Case No. IPC-E-08-04, Order No. 30521
Idaho Power seeks expansion of energy efficiency programs
The Idaho Public Utilities Commission is taking comments through mid-May on two proposed rate adjustments by Idaho Power Co., both dealing with the company’s energy conservation and efficiency programs. One adjustment slightly increases residential rates and one slightly decreases them.
To encourage utility investment in energy conservation, the commission last year authorized a three-year pilot program called the Fixed Cost Adjustment (FCA). The annual rate adjustment is designed to remove the financial disincentive that occurs when conservation programs cause Idaho Power sales to decline.
If, because of reduced electrical use, Idaho Power under-collects its fixed cost per customer of doing business, the company can collect the difference through a surcharge. If Idaho Power over-collects its authorized fixed costs, customers are refunded through a credit.
During 2007, the company claims it over-collected about $3.5 million from residential customers and under-collected $1.2 million from small-commercial customers. Thus, the company is proposing a 1.17 percent monthly rate credit beginning June 1 for residential customers and a 3 percent monthly surcharge for small-commercial customers. Recovery of the full amount from small-commercial customers would require a 7.3 percent surcharge, but part of the FCA pilot program is a 3 percent cap on any increase.
In a separate case, the commission is taking comment on an Idaho Power proposal to increase the surcharge it collects to fund demand response and energy efficiency programs from 1.5 percent of base revenue to 2.5 percent.
Demand response programs are designed to reduce the actual megawatts the company needs at specific times of the day and year when electricity is in short supply and at high cost. Through the use of load control devices installed on customer meters, Idaho Power can reduce the amount of power it needs during peak periods when electricity is most expensive. Idaho Power claims it was able to shave 57 megawatts of off peak demand during 2007. One megawatt is enough to power about 700 average-sized homes during the non-summer months and 350 average-sized homes during summer.

━━━━

# Written instruction 1
Identify every line of the listing that contains the string "windshield", treating case as significant.

━━━━

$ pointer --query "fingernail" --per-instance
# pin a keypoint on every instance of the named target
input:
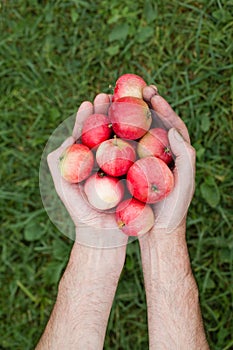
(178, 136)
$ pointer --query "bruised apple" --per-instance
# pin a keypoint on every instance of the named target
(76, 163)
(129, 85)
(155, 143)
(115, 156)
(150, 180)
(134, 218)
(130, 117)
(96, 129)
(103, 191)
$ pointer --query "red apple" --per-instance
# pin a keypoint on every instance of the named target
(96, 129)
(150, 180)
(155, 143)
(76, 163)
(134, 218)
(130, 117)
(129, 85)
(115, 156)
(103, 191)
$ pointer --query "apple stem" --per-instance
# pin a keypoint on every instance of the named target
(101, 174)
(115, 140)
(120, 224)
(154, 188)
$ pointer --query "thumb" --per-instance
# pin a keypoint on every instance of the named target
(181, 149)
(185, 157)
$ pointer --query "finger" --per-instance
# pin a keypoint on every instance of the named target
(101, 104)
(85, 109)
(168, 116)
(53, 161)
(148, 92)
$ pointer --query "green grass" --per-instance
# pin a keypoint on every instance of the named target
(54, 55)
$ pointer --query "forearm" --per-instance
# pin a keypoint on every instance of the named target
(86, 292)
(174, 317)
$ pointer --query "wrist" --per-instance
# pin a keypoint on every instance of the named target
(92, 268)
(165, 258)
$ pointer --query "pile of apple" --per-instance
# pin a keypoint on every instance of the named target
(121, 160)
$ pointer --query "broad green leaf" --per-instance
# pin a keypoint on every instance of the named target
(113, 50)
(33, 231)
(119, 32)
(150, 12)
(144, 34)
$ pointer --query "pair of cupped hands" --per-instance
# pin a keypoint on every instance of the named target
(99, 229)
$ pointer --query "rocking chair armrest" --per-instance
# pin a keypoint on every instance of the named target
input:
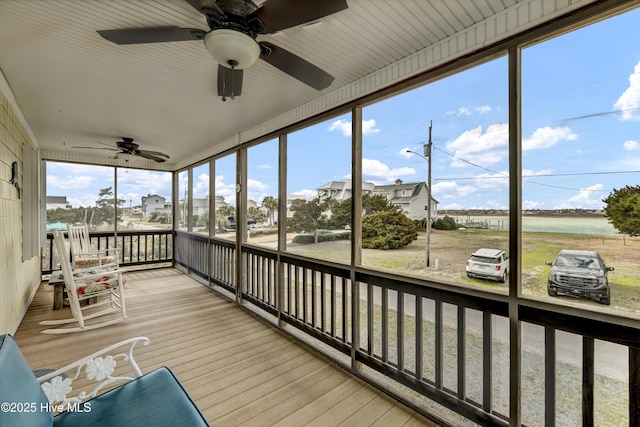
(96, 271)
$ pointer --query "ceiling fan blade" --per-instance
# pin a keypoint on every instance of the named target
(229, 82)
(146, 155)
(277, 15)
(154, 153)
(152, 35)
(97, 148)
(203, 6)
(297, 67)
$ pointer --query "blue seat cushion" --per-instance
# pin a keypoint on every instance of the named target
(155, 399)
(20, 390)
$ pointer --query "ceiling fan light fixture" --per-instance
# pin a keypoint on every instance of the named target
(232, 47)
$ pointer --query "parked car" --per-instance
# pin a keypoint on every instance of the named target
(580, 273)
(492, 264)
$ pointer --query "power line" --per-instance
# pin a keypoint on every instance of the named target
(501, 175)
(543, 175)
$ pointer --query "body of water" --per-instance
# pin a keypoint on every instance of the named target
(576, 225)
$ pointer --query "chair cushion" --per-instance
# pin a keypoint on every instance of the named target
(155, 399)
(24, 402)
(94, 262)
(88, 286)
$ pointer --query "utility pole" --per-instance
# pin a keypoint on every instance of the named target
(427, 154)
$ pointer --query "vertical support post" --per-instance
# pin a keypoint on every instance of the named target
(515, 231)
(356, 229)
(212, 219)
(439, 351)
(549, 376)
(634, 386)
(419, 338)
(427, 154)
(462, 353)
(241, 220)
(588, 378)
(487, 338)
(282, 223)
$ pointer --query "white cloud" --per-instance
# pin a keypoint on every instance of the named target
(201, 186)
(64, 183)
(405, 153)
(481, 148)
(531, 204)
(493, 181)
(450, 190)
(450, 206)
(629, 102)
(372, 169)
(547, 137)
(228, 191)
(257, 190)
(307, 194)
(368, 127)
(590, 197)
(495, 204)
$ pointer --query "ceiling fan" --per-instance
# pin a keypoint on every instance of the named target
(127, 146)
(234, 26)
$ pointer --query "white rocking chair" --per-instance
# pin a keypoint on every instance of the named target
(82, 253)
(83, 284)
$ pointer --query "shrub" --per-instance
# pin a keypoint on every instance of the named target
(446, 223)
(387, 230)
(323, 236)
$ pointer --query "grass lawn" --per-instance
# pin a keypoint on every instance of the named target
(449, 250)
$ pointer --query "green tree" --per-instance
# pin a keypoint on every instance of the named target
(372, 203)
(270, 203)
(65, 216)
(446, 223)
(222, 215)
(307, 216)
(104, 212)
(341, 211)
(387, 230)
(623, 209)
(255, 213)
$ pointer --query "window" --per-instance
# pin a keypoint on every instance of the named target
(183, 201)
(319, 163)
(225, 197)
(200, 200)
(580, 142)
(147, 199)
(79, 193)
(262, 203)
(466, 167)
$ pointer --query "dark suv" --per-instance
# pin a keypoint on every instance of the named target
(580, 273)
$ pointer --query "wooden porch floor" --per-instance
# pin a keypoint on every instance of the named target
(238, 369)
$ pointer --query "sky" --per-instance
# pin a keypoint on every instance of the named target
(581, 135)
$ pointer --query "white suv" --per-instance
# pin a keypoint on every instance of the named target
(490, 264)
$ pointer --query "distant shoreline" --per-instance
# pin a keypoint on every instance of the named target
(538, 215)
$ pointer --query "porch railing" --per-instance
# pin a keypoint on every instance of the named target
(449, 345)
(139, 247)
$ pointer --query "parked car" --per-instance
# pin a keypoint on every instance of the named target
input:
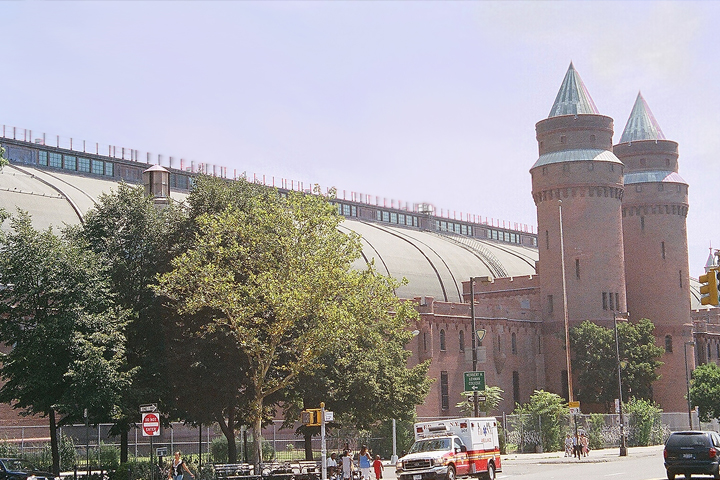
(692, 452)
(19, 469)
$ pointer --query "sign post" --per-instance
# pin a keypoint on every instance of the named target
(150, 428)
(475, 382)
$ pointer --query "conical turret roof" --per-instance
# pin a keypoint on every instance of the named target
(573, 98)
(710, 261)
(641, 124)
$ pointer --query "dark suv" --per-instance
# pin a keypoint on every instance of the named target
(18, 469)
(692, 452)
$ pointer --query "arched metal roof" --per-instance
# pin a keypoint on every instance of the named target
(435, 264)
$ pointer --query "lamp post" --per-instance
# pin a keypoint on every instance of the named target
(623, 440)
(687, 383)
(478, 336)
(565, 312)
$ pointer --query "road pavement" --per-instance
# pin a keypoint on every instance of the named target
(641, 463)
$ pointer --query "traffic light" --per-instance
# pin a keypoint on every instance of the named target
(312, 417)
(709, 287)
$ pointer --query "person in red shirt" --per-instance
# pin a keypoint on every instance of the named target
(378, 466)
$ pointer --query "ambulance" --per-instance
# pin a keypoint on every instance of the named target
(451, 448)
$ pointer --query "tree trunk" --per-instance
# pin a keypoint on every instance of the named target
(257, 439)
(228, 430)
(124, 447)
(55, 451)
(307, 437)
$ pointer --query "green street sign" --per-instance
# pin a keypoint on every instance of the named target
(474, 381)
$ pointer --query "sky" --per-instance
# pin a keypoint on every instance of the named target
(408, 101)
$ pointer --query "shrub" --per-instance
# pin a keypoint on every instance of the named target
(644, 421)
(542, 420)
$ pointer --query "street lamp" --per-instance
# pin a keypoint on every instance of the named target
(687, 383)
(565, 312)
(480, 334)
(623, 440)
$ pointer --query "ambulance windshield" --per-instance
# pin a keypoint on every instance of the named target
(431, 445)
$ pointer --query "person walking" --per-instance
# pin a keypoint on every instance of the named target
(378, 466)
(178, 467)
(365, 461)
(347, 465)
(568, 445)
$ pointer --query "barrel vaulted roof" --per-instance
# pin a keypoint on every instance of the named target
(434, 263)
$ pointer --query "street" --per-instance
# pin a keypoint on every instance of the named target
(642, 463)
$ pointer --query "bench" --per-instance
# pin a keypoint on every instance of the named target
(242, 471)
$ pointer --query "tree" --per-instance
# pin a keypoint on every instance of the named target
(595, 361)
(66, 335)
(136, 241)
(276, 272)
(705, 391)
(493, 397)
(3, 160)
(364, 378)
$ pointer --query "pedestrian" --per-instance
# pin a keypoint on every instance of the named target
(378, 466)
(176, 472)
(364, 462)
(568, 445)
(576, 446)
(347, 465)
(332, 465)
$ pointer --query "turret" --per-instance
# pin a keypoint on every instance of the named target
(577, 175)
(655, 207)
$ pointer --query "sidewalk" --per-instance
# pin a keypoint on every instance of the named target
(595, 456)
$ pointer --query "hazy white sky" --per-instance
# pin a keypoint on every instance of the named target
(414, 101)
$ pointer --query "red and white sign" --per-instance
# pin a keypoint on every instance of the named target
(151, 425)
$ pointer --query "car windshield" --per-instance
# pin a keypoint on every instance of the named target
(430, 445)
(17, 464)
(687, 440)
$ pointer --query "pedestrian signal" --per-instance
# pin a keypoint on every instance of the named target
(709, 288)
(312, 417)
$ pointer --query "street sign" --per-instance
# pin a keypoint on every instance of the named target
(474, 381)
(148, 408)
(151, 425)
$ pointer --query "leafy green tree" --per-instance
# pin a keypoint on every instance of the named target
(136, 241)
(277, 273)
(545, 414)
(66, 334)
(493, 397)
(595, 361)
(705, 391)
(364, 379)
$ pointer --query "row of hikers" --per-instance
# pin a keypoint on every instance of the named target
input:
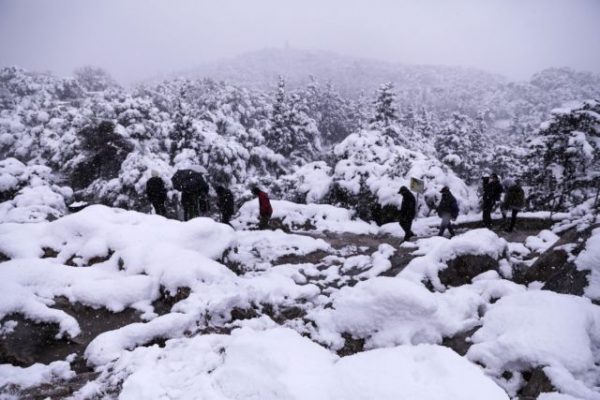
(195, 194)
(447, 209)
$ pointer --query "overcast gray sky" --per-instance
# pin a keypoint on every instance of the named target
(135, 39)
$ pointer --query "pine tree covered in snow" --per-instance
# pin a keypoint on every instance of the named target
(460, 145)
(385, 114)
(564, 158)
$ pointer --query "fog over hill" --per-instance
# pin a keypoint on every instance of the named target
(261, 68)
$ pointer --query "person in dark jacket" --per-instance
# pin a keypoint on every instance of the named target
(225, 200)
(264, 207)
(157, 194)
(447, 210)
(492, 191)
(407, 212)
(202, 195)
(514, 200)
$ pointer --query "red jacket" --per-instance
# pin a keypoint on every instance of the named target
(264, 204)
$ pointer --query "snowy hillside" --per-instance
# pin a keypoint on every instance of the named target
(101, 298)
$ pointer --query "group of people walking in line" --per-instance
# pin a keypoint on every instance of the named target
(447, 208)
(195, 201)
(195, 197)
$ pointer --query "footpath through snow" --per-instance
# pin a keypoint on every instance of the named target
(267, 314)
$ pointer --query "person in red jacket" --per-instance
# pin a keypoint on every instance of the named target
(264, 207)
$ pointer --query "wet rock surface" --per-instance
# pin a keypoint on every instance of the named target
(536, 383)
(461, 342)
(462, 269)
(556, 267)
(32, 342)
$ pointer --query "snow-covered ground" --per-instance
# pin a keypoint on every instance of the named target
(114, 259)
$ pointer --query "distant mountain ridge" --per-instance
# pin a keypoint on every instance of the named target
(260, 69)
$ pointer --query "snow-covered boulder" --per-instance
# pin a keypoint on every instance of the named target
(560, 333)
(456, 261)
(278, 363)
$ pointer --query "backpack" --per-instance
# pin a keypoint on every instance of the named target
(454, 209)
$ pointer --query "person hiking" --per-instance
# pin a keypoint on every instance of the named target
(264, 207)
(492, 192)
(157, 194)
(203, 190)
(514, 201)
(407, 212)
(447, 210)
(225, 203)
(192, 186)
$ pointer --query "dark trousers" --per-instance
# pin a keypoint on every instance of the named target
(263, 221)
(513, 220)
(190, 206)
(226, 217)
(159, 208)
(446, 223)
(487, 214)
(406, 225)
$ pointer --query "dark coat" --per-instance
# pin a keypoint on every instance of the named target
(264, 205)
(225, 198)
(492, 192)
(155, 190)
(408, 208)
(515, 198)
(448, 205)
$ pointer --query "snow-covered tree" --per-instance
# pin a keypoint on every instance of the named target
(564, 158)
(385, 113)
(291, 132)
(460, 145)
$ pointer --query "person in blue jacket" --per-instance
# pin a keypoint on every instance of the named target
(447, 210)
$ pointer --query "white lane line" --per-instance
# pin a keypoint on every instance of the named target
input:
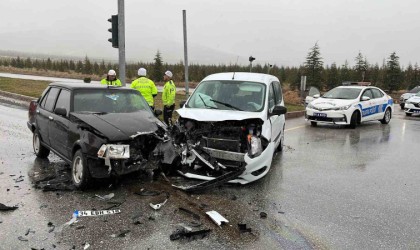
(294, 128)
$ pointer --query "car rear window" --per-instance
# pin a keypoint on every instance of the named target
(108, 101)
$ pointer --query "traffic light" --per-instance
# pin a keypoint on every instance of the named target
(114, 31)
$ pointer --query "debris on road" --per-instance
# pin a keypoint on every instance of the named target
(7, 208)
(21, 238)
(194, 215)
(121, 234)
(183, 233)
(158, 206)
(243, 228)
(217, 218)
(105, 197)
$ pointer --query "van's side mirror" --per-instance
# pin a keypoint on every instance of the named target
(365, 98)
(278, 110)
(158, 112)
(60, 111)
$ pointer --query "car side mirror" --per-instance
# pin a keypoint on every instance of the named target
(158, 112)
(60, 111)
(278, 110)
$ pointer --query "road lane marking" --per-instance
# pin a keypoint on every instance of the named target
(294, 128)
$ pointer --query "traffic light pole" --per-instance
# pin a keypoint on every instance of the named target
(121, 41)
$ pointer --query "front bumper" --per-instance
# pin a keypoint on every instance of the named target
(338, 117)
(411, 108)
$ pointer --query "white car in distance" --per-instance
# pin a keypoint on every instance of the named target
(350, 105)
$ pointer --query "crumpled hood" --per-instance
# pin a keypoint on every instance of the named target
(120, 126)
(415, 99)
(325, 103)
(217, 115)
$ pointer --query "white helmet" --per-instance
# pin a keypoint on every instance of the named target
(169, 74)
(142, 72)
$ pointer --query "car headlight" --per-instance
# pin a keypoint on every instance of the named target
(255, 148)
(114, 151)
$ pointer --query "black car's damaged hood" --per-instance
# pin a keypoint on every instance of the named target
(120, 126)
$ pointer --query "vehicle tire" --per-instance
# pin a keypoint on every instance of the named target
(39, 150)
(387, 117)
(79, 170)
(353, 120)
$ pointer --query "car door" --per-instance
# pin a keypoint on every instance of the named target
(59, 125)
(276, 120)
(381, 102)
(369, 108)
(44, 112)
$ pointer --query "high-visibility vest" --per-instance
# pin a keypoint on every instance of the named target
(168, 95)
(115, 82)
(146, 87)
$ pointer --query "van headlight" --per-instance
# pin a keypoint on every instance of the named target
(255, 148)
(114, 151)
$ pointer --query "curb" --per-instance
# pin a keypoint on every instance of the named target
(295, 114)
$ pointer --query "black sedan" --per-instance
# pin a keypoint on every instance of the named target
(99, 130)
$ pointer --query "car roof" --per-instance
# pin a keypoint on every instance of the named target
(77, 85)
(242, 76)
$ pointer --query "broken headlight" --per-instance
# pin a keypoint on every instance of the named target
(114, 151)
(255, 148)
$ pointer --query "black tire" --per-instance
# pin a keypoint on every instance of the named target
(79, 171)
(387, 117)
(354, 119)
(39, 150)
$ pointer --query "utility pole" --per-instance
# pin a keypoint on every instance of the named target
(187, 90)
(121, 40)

━━━━

# Written instruction 2
In the news release on Idaho Power's energy efficiency programs, condense the paragraph beginning "During 2007, the company claims" into a short bulleted list that keeps its main facts.

# Full answer 1
$ pointer --query "ambulance windshield" --per-instance
$ pointer --query "car windshield" --per-instance

# Full answer 2
- In 2007, Idaho Power claims it over-collected about $3.5 million from residential customers and under-collected $1.2 million from small-commercial customers.
- Starting June 1, it proposes a 1.17 percent monthly rate credit for residential customers and a 3 percent monthly surcharge for small-commercial customers.
- Recovering the full amount from small-commercial customers would require a 7.3 percent surcharge, but the FCA pilot program caps any increase at 3 percent.